[Start of GIVEN ENTRIES]
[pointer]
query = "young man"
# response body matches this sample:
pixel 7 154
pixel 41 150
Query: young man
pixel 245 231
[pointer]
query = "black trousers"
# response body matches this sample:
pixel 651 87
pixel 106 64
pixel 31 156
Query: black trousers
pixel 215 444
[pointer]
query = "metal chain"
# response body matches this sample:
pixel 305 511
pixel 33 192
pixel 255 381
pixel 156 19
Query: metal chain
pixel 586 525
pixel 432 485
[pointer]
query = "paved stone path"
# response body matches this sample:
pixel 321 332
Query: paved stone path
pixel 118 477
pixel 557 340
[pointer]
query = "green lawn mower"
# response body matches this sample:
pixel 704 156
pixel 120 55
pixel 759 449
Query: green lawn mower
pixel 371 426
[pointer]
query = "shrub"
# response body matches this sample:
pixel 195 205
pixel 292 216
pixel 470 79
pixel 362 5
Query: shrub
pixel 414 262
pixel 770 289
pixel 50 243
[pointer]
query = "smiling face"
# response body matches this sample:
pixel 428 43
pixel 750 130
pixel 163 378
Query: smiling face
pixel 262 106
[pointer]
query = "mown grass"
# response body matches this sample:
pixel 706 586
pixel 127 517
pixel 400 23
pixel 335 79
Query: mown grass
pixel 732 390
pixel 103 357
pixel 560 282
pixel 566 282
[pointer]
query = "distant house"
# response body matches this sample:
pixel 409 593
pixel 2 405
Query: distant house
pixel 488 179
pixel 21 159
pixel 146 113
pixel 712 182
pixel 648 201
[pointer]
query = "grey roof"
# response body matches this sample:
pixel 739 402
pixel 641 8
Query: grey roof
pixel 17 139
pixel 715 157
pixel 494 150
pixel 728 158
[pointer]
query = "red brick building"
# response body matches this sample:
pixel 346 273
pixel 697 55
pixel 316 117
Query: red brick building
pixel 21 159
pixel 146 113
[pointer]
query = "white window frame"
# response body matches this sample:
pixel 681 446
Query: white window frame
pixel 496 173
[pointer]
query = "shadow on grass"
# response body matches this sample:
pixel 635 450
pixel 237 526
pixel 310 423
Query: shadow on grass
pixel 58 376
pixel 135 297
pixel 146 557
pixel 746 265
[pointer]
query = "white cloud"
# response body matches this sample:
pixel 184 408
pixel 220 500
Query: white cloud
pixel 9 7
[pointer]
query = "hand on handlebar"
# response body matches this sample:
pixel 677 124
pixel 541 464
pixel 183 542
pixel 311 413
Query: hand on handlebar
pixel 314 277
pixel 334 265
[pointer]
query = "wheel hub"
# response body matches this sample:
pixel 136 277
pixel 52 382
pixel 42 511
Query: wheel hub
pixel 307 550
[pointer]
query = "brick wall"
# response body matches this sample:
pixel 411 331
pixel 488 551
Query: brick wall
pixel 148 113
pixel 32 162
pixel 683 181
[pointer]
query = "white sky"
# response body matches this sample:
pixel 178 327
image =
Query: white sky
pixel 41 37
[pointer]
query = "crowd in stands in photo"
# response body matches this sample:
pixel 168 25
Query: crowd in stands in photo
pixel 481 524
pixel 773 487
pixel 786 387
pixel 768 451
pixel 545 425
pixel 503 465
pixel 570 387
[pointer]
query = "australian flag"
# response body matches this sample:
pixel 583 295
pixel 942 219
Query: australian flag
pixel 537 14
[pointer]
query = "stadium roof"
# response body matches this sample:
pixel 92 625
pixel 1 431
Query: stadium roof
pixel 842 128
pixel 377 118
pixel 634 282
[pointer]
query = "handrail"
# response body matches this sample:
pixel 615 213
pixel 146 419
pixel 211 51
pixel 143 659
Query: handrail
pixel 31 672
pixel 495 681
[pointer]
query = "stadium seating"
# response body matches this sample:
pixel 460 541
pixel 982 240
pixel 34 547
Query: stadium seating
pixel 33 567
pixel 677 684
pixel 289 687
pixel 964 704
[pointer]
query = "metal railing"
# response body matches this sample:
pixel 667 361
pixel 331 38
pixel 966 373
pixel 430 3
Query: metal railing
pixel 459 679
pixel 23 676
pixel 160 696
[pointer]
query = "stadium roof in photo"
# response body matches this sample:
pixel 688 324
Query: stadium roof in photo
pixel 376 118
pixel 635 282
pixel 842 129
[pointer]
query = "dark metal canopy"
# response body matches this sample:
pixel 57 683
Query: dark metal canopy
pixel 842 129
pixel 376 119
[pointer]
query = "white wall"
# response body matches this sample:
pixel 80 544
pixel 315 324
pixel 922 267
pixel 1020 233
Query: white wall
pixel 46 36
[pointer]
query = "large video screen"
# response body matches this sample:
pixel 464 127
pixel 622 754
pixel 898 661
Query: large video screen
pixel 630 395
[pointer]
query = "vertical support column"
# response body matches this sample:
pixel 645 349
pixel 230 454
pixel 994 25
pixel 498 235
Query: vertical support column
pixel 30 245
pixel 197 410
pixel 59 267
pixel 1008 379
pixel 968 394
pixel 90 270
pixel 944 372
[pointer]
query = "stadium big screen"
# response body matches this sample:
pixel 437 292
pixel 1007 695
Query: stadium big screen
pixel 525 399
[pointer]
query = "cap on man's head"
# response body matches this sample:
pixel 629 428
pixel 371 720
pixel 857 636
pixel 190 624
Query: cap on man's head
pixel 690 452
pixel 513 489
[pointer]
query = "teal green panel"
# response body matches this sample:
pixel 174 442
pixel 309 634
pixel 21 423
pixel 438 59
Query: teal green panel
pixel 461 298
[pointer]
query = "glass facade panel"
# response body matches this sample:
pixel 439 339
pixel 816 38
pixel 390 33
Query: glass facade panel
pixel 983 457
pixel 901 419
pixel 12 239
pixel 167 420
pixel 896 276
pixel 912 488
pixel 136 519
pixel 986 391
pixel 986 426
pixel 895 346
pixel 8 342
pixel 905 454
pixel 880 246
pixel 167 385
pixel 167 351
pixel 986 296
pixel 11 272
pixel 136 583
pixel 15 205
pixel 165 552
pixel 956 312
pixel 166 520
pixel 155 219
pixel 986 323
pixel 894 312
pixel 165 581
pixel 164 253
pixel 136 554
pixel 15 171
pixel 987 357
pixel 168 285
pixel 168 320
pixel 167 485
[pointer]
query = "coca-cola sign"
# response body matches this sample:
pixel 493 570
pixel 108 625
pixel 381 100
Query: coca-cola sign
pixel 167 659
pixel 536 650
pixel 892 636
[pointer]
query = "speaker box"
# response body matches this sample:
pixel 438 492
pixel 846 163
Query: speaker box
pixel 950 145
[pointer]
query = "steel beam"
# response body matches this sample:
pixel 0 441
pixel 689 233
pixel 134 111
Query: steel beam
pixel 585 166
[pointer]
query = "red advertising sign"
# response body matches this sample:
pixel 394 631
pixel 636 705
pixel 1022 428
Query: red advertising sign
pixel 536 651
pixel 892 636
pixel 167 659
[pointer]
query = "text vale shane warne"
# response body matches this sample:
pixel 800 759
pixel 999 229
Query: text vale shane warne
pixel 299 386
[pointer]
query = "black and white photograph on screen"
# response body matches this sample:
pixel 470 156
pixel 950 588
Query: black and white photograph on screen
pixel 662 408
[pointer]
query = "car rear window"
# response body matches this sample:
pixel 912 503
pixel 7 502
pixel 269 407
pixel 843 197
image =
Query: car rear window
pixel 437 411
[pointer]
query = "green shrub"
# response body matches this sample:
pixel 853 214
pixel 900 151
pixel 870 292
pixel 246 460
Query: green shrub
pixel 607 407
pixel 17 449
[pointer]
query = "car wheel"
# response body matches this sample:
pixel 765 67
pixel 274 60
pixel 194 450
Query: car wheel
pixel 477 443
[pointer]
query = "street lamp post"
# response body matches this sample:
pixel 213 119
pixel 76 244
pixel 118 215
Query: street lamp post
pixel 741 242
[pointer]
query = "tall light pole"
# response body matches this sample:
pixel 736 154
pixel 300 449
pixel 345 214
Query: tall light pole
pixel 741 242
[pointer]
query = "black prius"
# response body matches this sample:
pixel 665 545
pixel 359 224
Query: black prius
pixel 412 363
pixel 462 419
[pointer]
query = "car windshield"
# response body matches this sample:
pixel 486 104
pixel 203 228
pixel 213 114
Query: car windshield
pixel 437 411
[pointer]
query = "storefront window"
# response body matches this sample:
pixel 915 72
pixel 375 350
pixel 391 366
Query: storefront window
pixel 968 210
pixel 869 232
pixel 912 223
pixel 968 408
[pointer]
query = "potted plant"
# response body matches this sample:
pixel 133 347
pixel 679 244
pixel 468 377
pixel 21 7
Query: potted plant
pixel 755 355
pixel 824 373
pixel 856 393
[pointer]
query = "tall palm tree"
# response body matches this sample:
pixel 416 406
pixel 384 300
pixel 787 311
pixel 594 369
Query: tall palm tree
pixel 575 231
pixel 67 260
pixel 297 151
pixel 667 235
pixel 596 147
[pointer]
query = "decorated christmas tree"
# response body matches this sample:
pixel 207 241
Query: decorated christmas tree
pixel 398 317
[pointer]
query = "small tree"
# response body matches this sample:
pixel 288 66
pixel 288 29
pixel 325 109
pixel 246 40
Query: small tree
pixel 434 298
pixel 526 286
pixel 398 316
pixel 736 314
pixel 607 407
[End of GIVEN ENTRIES]
Transcribe the rows above word for word, from the very first line through the line containing "pixel 50 243", including that line.

[pointer]
query = "young man"
# response body matches this sample:
pixel 7 154
pixel 41 150
Query: young man
pixel 245 231
[pointer]
query = "black trousers"
# response body matches this sample:
pixel 651 87
pixel 106 64
pixel 31 156
Query: black trousers
pixel 215 444
[pointer]
query = "metal chain"
# response body matches this sample:
pixel 305 511
pixel 33 192
pixel 255 381
pixel 156 19
Query: metal chain
pixel 586 525
pixel 432 485
[pointer]
query = "paved stone path"
# response body matches this sample:
pixel 321 332
Query: paved stone path
pixel 118 477
pixel 557 340
[pointer]
query = "green lawn mower"
# response body matches this sample:
pixel 704 156
pixel 120 55
pixel 759 449
Query: green lawn mower
pixel 371 426
[pointer]
query = "shrub"
# response body matches this sample:
pixel 195 205
pixel 292 216
pixel 470 79
pixel 362 5
Query: shrub
pixel 414 262
pixel 770 289
pixel 50 243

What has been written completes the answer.